● Exercise brief: Could the entries below be retyped exactly and in full?

● Information provided:
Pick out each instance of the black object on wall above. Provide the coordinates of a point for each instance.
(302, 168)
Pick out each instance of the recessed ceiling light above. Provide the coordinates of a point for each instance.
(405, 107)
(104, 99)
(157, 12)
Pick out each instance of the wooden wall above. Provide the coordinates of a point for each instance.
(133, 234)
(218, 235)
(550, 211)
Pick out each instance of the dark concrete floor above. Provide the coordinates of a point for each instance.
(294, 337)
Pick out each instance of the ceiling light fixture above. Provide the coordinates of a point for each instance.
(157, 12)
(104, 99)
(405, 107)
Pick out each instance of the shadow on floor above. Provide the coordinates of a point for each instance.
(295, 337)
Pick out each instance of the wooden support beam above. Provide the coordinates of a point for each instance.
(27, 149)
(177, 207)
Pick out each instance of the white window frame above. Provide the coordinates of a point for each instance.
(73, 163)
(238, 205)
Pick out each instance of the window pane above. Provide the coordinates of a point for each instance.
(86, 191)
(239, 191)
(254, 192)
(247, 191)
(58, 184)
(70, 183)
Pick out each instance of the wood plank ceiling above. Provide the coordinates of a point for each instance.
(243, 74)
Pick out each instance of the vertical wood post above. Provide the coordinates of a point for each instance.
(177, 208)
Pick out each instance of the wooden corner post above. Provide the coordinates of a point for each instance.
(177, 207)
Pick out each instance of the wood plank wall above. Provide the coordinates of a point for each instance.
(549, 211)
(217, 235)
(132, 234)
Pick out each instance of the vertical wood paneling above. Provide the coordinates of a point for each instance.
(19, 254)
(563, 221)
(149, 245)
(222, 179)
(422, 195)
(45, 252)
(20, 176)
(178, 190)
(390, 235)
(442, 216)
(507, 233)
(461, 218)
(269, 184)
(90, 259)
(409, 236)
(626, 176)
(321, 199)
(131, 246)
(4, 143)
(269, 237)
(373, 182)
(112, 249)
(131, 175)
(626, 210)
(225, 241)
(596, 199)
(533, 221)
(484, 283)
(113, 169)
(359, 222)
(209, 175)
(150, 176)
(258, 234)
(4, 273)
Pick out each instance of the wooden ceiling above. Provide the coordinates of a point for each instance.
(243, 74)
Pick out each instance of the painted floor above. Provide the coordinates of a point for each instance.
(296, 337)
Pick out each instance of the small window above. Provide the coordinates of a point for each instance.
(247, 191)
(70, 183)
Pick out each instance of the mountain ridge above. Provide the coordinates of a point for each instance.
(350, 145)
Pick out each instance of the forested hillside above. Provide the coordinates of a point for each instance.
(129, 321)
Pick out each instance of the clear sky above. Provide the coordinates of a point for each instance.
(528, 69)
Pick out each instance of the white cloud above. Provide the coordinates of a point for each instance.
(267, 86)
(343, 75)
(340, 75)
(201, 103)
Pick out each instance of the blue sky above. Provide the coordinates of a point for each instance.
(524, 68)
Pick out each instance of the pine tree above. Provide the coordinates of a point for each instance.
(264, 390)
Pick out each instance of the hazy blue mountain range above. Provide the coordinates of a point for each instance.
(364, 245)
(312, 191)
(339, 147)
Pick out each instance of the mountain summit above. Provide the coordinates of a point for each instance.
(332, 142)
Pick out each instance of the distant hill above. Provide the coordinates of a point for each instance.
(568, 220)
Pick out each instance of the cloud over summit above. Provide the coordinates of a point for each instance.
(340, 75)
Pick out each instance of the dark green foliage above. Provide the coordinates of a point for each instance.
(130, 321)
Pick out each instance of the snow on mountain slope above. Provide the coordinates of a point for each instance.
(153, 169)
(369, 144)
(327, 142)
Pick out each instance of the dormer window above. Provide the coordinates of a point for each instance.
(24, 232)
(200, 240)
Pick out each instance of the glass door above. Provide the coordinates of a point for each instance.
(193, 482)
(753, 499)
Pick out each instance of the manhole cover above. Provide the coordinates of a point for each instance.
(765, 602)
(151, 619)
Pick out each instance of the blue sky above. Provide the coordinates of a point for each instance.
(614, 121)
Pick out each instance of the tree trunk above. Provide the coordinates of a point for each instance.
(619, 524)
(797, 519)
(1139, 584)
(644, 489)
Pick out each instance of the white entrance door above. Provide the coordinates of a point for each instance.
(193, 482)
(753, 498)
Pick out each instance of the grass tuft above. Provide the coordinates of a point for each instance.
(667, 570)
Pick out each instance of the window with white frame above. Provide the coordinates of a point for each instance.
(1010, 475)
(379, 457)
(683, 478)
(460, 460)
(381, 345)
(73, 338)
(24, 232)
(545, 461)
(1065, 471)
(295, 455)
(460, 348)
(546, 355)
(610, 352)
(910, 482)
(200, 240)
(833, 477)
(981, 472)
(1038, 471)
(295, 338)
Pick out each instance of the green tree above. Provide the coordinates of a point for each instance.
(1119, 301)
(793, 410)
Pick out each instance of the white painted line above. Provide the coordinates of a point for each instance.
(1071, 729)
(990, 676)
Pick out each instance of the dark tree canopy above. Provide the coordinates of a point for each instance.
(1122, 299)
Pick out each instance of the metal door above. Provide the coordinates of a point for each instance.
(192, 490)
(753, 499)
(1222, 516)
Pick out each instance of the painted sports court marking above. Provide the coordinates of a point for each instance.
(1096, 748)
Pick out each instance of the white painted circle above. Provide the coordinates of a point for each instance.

● Task response:
Pick out each instance of the black object on wall above. Provide the coordinates of a point for each instance.
(302, 168)
Pick out each instance of the recessed ceiling light above. Provide the coordinates of a point for each instance.
(405, 107)
(104, 99)
(157, 12)
Pick out each instance of the wooden wall above. Provide the coordinates of a point for each instance.
(133, 234)
(218, 235)
(550, 211)
Pick out each instance of the dark concrete floor above. Provide the coordinates of a point for each instance.
(294, 337)
Pick out each instance of the ceiling light fixture above. Provide the coordinates of a point for each instance.
(157, 12)
(104, 99)
(405, 107)
Pick out each instance of the shadow on floor above. Provide the coordinates of a point for each instance.
(295, 337)
Pick out each instance of the wooden support beam above. Provide the coordinates of a point for each instance.
(27, 149)
(177, 207)
Pick out each instance of the white window frame above. Provide the coordinates of a point for each instance.
(73, 163)
(238, 205)
Pick out each instance of the window pane above. Provide the coordinates of a point for each instance.
(86, 191)
(239, 191)
(254, 192)
(247, 191)
(58, 184)
(70, 183)
Pick out each instance of the wood plank ceiling above. Provide the coordinates of a point for each instance.
(243, 74)
Pick out each instance of the vertical wood post above. Provide the coordinates of a point for each instance.
(177, 208)
Pick out each instance of the wooden corner post above. Provide the coordinates of a point for each instance.
(177, 207)
Pick out each instance of the wood plank wall above. Provide the coordinates of a point for each instance.
(549, 211)
(217, 235)
(132, 234)
Pick out each instance of the vertical wood paneling above. Provide the coordinates of a point for each instance.
(19, 254)
(563, 221)
(149, 245)
(222, 179)
(422, 195)
(45, 252)
(20, 176)
(178, 190)
(390, 235)
(442, 216)
(507, 233)
(461, 218)
(269, 184)
(90, 259)
(409, 236)
(626, 176)
(321, 199)
(131, 246)
(4, 143)
(269, 237)
(373, 182)
(112, 249)
(131, 175)
(626, 210)
(225, 241)
(596, 199)
(533, 221)
(484, 283)
(113, 169)
(359, 222)
(209, 175)
(150, 176)
(258, 234)
(4, 273)
Pick out each instance of the wooden ceiling above. Provide the coordinates of a point for each instance.
(243, 74)
Pick out each instance of the painted floor above. Provide the coordinates of a point for each instance.
(296, 337)
Pick out each instance of the small window above. Provide the coordinates of a point for each instance.
(247, 191)
(70, 183)
Pick out each instance of the mountain ridge above. Provide the coordinates of a point for each instance.
(350, 145)
Pick out each instance of the forested hillside above. Provide the coordinates of a point for each instance.
(129, 321)
Pick out each instance of the clear sky above. Provide the coordinates of a point for each instance.
(528, 69)
Pick out each instance of the white cloud above. Provide the coordinates of a point for each instance.
(267, 86)
(343, 75)
(340, 75)
(201, 103)
Pick out each instance of the blue sky above. Provide the coordinates of a point for each instance.
(524, 68)
Pick out each instance of the pine tree above. Provide the coordinates of a point for each instance.
(264, 390)
Pick out each instance of the hazy blue mountain range above. Provide the coordinates of a point for each instance.
(364, 245)
(312, 191)
(339, 147)
Pick out each instance of the mountain summit above. Provide the coordinates of a point for each instance.
(332, 142)
Pick out each instance of the distant hill above. Provide the coordinates of a point for each instance.
(568, 220)
Pick out each instance of the cloud over summit above. Provide the coordinates of a point for each instance.
(340, 75)
Pick out each instance of the dark green foliage above. Provide the coordinates of a point for each instance.
(130, 321)
Pick out each instance of the snow on mountain slope above. Provide the coordinates of a point for each instance.
(153, 169)
(369, 144)
(327, 142)
Pick out each instance of the dormer window above. Provide the coordinates of a point for each instance.
(24, 232)
(200, 240)
Pick out each instance of the glass door above. Provide the coordinates of a point for each instance.
(193, 482)
(753, 499)
Pick out each instance of the manhole cover above. Provide the coordinates of a point for each instance.
(765, 602)
(151, 619)
Pick out each instance of the blue sky above. Provide the coordinates of a point for each instance.
(614, 121)
Pick out each instance of the tree trunk above. Provide the coordinates of a point for each instance.
(619, 524)
(797, 519)
(1139, 584)
(644, 489)
Pick out each instance of the white entrance door above. Provide the coordinates of a point for each instance.
(193, 482)
(753, 498)
Pick out each instance of the grass tuft above. Provide the coordinates of a point for each instance.
(667, 570)
Pick out each instance of the window with white frame above. Provide the coordinates of a point for each instance.
(1010, 475)
(379, 457)
(683, 478)
(460, 460)
(381, 345)
(73, 338)
(24, 232)
(545, 461)
(1065, 471)
(295, 455)
(460, 348)
(546, 355)
(610, 352)
(910, 482)
(200, 240)
(833, 477)
(981, 472)
(1038, 471)
(295, 338)
Pick out each instance of the green tree above. Provide the coordinates of a point for each instance.
(1119, 301)
(793, 410)
Pick out each instance of the white painted line above. Provide the coordinates of a point for each instance.
(1071, 729)
(990, 676)
Pick out each instance of the dark tree canopy above. Provide the coordinates of a point for each instance.
(1122, 299)
Pick out each instance of the metal door above. Provide the coordinates of a point for each instance.
(192, 490)
(753, 499)
(1222, 516)
Pick out each instance of the painted sports court marking above. Provide the coordinates of a point for each instance.
(1096, 748)
Pick out each instance of the white painted circle above. Provide the coordinates of a point for each instance.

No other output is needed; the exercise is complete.